** Requisito a **
Reproduza fielmente a parte do texto sobre carbono incorporado que vai de "Embora os materiais" até "materiais forem selecionados.", inclusive.

** Trecho fornecido **
————————

A janela para resolver a mudança climática está se estreitando; qualquer solução deve incluir o carbono incorporado. O Sexto Relatório de Avaliação publicado pelo IPCC (Painel Intergovernamental sobre Mudanças Climáticas) concluiu que o mundo poderia emitir apenas 500 gigatoneladas a mais de dióxido de carbono, contados a partir de janeiro de 2020, se quisermos ter 50% de chance de ficar abaixo de 1,5 grau. Somente em 2021, o mundo emitiu cerca de 36,3 gigatoneladas de carbono, a maior quantidade já registrada. Estamos no caminho para estourar nosso orçamento de carbono nos próximos anos e, segundo o relatório, “as escolhas e ações implementadas nesta década terão impactos agora e durante milhares de anos.”
O setor imobiliário é o que mais contribui para as mudanças climáticas, depois do setor de petróleo e gás, sendo responsável por cerca de 40% de todas as emissões de gases de efeito estufa no mundo. Desse total, os materiais de construção são responsáveis por cerca de 11% de todas as emissões de gases de efeito estufa em todo o mundo - mais do que setor de moda e transporte aéreo juntos. Embora isso seja menor do que as emissões globais associadas aos ativos operacionais, à medida que a rede se descarboniza e eletrifica os edifícios, o carbono incorporado dos materiais de construção representará uma parcela cada vez maior das emissões totais do setor imobiliário. As emissões iniciais associadas à construção de um edifício já são equivalentes a mais de 10 anos de operação desse edifício.
Embora os materiais estruturais constituam a maior parte das emissões de carbono incorporado de um edifício relacionadas com a construção inicial, os especialistas estimam que os acabamentos e mobiliário são responsáveis por mais de 50% do impacto de carbono de um edifício ao longo de sua vida útil. Um relatório recente estimou que o impacto do mobiliário, sozinho, representa cerca de 50% do impacto de carbono de um edifício comercial.
Artigo Relacionado
Questão urgente: 10 estratégias para descarbonizar a arquiteturaAlém disso, embora a eficiência energética e a aquisição de energias renováveis possam melhorar ao longo do tempo, as emissões dos materiais de construção ficam em grande parte “presas” à atmosfera no momento da fabricação e da construção. Não há como retroceder ou reduzir a pegada de carbono depois que esses materiais forem selecionados.
O argumento para medir o carbono incorporado é claro, mas a maioria das empresas ainda não está mensurando suas emissões, embora para muitas incorporadoras o carbono incorporado represente mais de 80% de suas emissões em um determinado ano. Embora o carbono incorporado tenha um impacto climático significativo, a maioria das empresas do setor imobiliário ainda não o leva a sério. Por que isso acontece?

————————

** Material de origem **
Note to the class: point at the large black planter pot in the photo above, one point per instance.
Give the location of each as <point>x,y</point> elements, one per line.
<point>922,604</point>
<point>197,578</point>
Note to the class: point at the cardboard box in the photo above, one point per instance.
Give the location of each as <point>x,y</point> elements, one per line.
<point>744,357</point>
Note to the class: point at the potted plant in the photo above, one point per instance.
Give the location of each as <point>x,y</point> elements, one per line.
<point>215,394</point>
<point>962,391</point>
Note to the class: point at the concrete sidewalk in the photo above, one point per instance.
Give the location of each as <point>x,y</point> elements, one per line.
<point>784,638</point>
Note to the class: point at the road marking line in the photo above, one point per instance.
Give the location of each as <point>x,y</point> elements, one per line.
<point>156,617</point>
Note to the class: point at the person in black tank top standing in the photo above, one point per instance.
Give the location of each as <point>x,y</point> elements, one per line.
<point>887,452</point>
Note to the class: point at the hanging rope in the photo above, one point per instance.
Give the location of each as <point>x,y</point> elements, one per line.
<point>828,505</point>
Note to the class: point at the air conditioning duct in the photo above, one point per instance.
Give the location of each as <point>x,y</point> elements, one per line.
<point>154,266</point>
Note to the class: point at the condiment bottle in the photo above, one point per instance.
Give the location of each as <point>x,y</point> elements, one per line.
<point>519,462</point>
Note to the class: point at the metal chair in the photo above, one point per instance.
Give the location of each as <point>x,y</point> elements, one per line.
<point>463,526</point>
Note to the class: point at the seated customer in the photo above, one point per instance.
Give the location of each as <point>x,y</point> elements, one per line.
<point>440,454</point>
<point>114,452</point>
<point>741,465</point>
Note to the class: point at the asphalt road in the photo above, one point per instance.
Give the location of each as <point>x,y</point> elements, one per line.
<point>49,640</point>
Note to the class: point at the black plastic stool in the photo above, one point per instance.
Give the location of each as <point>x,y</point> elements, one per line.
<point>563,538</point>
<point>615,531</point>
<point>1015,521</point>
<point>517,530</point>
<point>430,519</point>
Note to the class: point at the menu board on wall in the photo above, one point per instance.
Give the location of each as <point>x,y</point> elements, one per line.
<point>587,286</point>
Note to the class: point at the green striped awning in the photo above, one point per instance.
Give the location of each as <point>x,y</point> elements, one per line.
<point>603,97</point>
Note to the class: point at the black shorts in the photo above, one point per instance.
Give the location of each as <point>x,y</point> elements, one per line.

————————

** Requisito b **
Transcreva sem nenhuma alteração as linhas dos registros desde a linha com "Note to the class: point at the black plastic" até a linha com "<point>1015,521</point>", inclusive.

** Resposta completa a **
Embora os materiais estruturais constituam a maior parte das emissões de carbono incorporado de um edifício relacionadas com a construção inicial, os especialistas estimam que os acabamentos e mobiliário são responsáveis por mais de 50% do impacto de carbono de um edifício ao longo de sua vida útil. Um relatório recente estimou que o impacto do mobiliário, sozinho, representa cerca de 50% do impacto de carbono de um edifício comercial.
Artigo Relacionado
Questão urgente: 10 estratégias para descarbonizar a arquiteturaAlém disso, embora a eficiência energética e a aquisição de energias renováveis possam melhorar ao longo do tempo, as emissões dos materiais de construção ficam em grande parte “presas” à atmosfera no momento da fabricação e da construção. Não há como retroceder ou reduzir a pegada de carbono depois que esses materiais forem selecionados.

** Resposta completa b **
Note to the class: point at the black plastic stool in the photo above, one point per instance.
Give the location of each as <point>x,y</point> elements, one per line.
<point>563,538</point>
<point>615,531</point>
<point>1015,521</point>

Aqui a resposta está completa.